▸ Testo di partenza
..............................

Anche i batteri regolano il senso di sazietà

Cos’è che a un certo punto ci fa sentire sazi? Come fa il cervello a capire che si è mangiato abbastanza? (vedi Galileo: Come nasce il senso di sazietà). Ad aggiungere oggi un pezzo al puzzle è uno studio pubblicato su Cell Metabolism, secondo cui sarebbero anche alcuni batteri ospiti dell’intestino ad aiutare il cervello a capire quando è il momento di dire basta col cibo. Si tratta, in particolare, di Escherichia coli, un batterio intestinale che dopo alcuni minuti dall’assunzione di nutrienti rilascia proteine che azionano i neuroni della sazietà.

I ricercatori hanno osservato che le proteine prodotte dai batteri prima e dopo l’assunzione di cibo sono diverse. Se quelle proteine dopo poi sono ineittate in topi e ratti, gli animali mangiano meno, come se queste sostanze riducessero il loro appetito. I ricercatori hanno infatti osservato che le proteine prodotte dai batteri dopo che questi hanno mangiato (e quindi dopo che l’organismo nel complesso ha mangiato) agiscono stimolando la produzione del peptide YY, un ormone intestinale che serve a comunicare il senso di sazietà. Le proteine, inoltre, sono in grado anche di aumentare l’attività dei neuroni che regolano l’appetito, come mostrato in alcuni test condotti in laboratorio. Curioso, notano i ricercatori, che queste sostanze siano rilasciate circa venti minuti dopo l’assunzione di nutrienti: ci vogliono circa venti minuti infatti per cominciare a sentirsi sazi dopo aver cominciato a mangiare.

..............................

▸ Righe di dati
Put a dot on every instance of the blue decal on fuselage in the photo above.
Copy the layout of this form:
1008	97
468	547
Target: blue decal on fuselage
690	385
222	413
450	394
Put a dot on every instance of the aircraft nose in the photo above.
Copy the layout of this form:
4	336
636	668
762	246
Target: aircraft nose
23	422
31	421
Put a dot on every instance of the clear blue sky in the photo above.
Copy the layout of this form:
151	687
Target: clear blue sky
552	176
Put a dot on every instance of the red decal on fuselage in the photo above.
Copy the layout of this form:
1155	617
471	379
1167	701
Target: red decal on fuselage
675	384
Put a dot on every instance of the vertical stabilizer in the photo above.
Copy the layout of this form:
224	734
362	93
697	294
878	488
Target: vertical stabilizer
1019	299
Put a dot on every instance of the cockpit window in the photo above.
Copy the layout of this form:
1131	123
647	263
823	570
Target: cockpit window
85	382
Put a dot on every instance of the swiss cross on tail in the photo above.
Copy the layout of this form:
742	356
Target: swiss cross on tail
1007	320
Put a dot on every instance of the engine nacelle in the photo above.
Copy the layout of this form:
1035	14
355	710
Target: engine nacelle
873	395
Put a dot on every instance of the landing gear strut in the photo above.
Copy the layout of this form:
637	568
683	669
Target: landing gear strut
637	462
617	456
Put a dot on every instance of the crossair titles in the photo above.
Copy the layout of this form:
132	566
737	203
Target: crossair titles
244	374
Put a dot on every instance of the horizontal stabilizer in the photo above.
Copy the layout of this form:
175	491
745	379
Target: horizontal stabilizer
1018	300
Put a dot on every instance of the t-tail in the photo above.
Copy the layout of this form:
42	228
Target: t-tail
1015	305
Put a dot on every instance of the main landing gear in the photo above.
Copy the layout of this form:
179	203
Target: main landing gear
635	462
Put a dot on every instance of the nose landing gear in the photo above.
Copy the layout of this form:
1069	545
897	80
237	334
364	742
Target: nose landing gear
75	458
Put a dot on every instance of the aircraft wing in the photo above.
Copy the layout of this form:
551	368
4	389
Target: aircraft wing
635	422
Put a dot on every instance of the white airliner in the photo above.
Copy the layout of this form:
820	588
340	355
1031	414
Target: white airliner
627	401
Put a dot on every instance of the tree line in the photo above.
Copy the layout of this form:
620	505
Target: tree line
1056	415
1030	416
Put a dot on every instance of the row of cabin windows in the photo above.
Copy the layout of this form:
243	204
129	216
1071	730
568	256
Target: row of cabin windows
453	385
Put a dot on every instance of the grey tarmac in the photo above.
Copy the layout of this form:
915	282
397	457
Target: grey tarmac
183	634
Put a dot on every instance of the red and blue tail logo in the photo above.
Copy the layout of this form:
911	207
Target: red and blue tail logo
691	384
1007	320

..............................

▸ Compiti richiesti
1. Nel testo sui batteri e la sazietà, quale ormone intestinale viene stimolato dalle proteine che i batteri producono dopo aver mangiato?
2. Prosegui il testo sui batteri e la sazietà a partire dalla sua ultima frase.

▸ Soluzioni dell'esercizio
1. Il peptide YY.

2.
“Ora sappiamo che i batteri partecipano ai meccanismi fisiologici della regolazione dell’appetito, subito dopo il rifornimento dei nutrienti, moltiplicando e stimolando il rilascio di ormoni della sazietà a livello intestinale”, spiega Serguei Fetisov, ricercatore dell’Université di Rouen e dell’Inserm, tra gli autori del paper: “Crediamo inoltre che i batteri intestinali siano capaci di produrre proteine che possono essere presenti a lungo termine nel sangue e modulare i percorsi nel cervello”.